■ TASK ■
Without the pictures, restate all of the data below word for word.

■ SUPPLIED MATERIAL ■

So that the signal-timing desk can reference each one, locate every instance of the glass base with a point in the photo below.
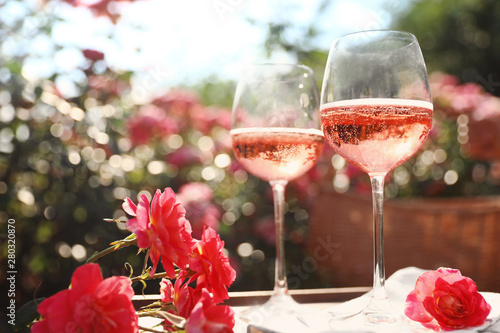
(378, 316)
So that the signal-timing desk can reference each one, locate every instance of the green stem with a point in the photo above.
(130, 240)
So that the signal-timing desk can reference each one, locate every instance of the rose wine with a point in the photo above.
(277, 153)
(376, 134)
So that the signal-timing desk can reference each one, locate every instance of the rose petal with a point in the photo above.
(414, 309)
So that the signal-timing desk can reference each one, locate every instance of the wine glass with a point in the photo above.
(276, 136)
(376, 111)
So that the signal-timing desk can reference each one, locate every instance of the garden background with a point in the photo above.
(85, 124)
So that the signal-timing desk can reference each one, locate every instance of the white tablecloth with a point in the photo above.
(398, 286)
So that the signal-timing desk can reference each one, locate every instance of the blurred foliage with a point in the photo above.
(458, 37)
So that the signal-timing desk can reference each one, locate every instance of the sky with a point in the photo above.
(171, 43)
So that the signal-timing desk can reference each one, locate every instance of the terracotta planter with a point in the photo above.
(462, 233)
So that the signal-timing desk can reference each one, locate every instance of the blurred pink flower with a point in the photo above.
(91, 304)
(107, 85)
(177, 102)
(211, 265)
(207, 317)
(446, 300)
(163, 229)
(148, 124)
(93, 55)
(206, 118)
(184, 156)
(466, 97)
(200, 210)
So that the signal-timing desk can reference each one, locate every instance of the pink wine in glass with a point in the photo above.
(376, 134)
(277, 153)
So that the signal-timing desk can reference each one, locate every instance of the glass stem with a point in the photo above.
(280, 281)
(379, 300)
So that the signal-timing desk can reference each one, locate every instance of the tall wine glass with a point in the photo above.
(276, 136)
(376, 111)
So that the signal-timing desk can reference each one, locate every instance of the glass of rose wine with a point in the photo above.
(276, 136)
(376, 111)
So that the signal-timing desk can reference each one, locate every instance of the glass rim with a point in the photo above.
(411, 39)
(277, 65)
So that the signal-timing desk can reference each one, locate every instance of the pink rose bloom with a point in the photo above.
(466, 97)
(445, 300)
(207, 317)
(212, 267)
(177, 101)
(200, 210)
(163, 229)
(150, 123)
(181, 295)
(184, 156)
(93, 55)
(90, 305)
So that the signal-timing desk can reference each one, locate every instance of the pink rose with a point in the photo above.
(150, 123)
(445, 300)
(163, 229)
(212, 267)
(200, 209)
(207, 317)
(90, 305)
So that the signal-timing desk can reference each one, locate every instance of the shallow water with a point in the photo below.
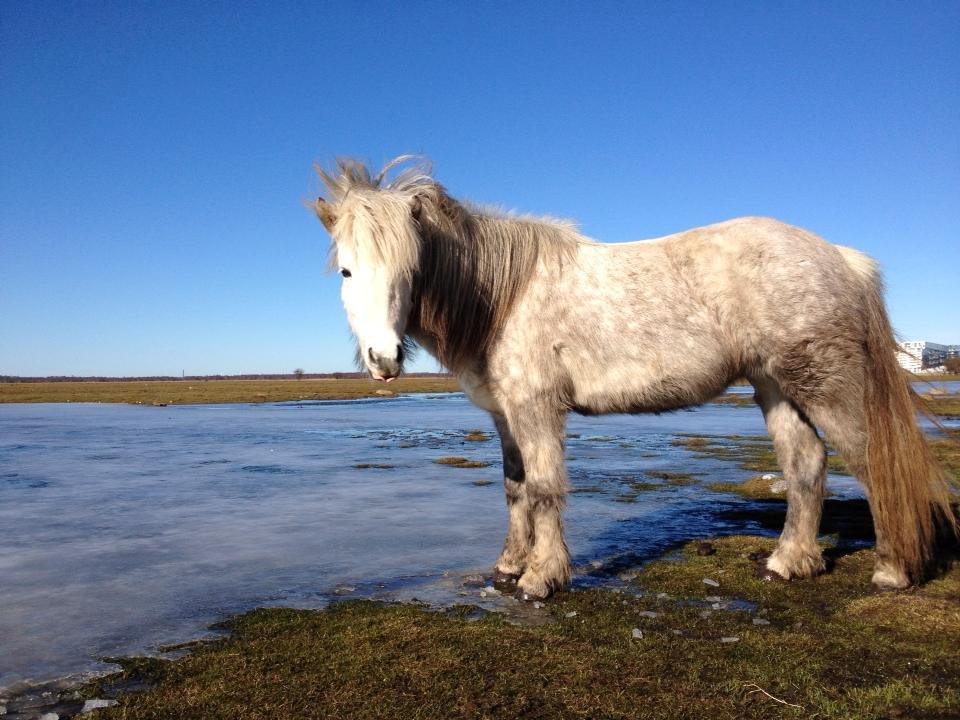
(123, 527)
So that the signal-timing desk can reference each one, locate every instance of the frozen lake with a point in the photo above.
(123, 527)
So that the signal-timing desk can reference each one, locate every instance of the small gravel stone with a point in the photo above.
(96, 704)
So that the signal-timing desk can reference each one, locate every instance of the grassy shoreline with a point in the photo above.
(193, 392)
(666, 645)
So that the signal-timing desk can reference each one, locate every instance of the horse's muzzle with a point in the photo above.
(383, 367)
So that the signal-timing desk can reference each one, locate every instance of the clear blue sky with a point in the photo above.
(154, 156)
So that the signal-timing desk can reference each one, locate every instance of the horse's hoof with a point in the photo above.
(504, 582)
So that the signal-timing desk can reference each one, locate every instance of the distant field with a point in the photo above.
(184, 392)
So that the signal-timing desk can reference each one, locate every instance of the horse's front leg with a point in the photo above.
(538, 434)
(519, 542)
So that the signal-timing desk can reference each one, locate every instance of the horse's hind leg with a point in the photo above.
(802, 457)
(519, 542)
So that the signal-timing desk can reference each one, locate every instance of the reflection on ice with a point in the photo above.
(127, 527)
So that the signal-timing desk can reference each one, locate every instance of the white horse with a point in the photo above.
(536, 320)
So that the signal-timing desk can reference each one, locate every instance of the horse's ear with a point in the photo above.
(416, 207)
(325, 213)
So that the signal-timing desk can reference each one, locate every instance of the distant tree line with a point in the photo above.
(199, 378)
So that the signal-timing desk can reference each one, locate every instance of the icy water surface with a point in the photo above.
(123, 527)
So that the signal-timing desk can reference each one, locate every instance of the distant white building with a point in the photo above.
(919, 355)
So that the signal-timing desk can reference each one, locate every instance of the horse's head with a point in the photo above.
(376, 249)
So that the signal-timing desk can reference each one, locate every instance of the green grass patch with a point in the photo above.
(830, 647)
(752, 452)
(457, 461)
(183, 392)
(672, 478)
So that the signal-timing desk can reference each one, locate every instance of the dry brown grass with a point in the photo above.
(186, 392)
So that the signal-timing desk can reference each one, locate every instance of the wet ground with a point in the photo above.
(128, 528)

■ RESULT FOR THIS TASK ■
So that the signal-timing desk can reference each one, locate every instance of the glass base with a point in the photo below.
(378, 316)
So that the signal-timing desk can reference each one, locate every instance of the green stem with a point in the photo above.
(130, 240)
So that the signal-timing desk can reference each one, locate every instance of the rose wine with a point in the photo above.
(277, 153)
(376, 134)
So that the signal-timing desk can reference each one, locate every instance of the rose petal with a point in the photo above.
(414, 309)
So that the signal-timing desk can reference each one, locate every instance of the wine glass with a point in the photo above.
(276, 136)
(376, 111)
So that the signal-timing desk can reference each one, locate every instance of the garden background with a point in the photo above.
(85, 124)
So that the signal-timing desk can reference each one, locate every instance of the white tablecloth with a point in the photo above.
(398, 286)
So that the signal-timing desk can reference each one, locate every instance of the blurred foliage with a point in the photo above.
(458, 37)
So that the signal-timing desk can reference each one, locate every instance of the sky with a point in the photo above.
(171, 43)
So that the signal-timing desk can reference each one, locate every instance of the terracotta planter with a point in the photo above.
(462, 233)
So that the signal-timing desk can reference each one, locate every instance of the blurred pink flower with a point in the photo above.
(91, 304)
(107, 85)
(177, 102)
(211, 265)
(207, 317)
(446, 300)
(163, 229)
(148, 124)
(93, 55)
(206, 118)
(184, 156)
(466, 97)
(200, 210)
So that the signal-timing desk can reference each one, locate every instance of the pink wine in glass with a point in the photo above.
(376, 134)
(277, 153)
So that the signal-timing desk can reference each one, locate every instance of the glass stem with a point in the photo above.
(280, 281)
(379, 300)
So that the signal-timing desk can reference each one, locate every instance of the tall wine glass with a point in the photo above.
(276, 136)
(376, 111)
So that the signal-timing desk can reference each one, locate every instance of the glass of rose wine with a point in the photo above.
(276, 136)
(376, 111)
So that the signal-timing desk can reference each one, locate every instance of the glass rim with a point in the photo above.
(411, 39)
(277, 65)
So that the signal-timing desk can reference each one, locate every instance of the pink rose bloom with a point in the photo above.
(466, 97)
(445, 300)
(207, 317)
(212, 267)
(177, 101)
(200, 210)
(163, 229)
(150, 123)
(181, 295)
(184, 156)
(93, 55)
(90, 305)
So that the signal-timing desk can reference each one, locate every instance of the pink rose with a point in the photo above.
(150, 123)
(445, 300)
(163, 229)
(212, 267)
(200, 209)
(207, 317)
(90, 305)
So that the signal-timing desk can reference each one, locate every instance of the shallow water with a point in the photo below.
(123, 527)
So that the signal-timing desk can reference each one, locate every instance of the frozen lake with a point in the photo above.
(123, 527)
So that the signal-timing desk can reference each one, locate every instance of the small gravel stone with a point in the photo above.
(96, 704)
So that the signal-timing desk can reference each one, locate every instance of the grassy shoreline with a point in the photo above.
(193, 392)
(666, 645)
So that the signal-timing desk can reference each one, locate every instance of the horse's muzzle with a point in the photo above.
(383, 367)
So that the signal-timing desk can reference each one, locate every instance of the clear blue sky with a point in the photo above.
(154, 156)
So that the signal-timing desk can reference each one, locate every instance of the horse's hoof with a point in the photo above.
(504, 582)
So that the signal-timing desk can reference each one, locate every instance of the distant field with a point in the photo above.
(184, 392)
So that the signal-timing desk can reference each one, locate every instance of the horse's front leg with a point in the photo above.
(538, 434)
(519, 542)
So that the signal-timing desk can reference each one, locate every instance of the horse's hind leg with a point in the photo above.
(802, 457)
(519, 542)
So that the signal-timing desk can reference each one, locate every instance of the reflection on ice with a point in the photo above.
(127, 527)
So that the signal-timing desk can reference each one, locate every instance of the white horse with a point in the photo above.
(536, 320)
So that the signal-timing desk can reference each one, locate every instance of the horse's ear with a point in the photo above.
(416, 207)
(325, 213)
So that the signal-timing desk can reference each one, locate every instance of the distant tree line with a point in the photo above.
(199, 378)
So that the signal-timing desk can reference each one, locate every instance of the icy water surface with a point in the photo above.
(123, 527)
So that the signal-timing desk can reference each one, locate every instance of the distant white building with a point in the photo above.
(919, 355)
So that the signal-timing desk can reference each one, locate every instance of the horse's head with a point in the photo above.
(376, 249)
So that the signal-timing desk can reference each one, locate every instance of the green grass patch with a point in the photo above.
(830, 647)
(752, 452)
(457, 461)
(183, 392)
(672, 478)
So that the signal-timing desk can reference each one, locate every instance of the dry brown grass with a point in the photo above.
(186, 392)
So that the signal-timing desk can reference each one, locate every instance of the wet ground with a point in the photo above.
(128, 528)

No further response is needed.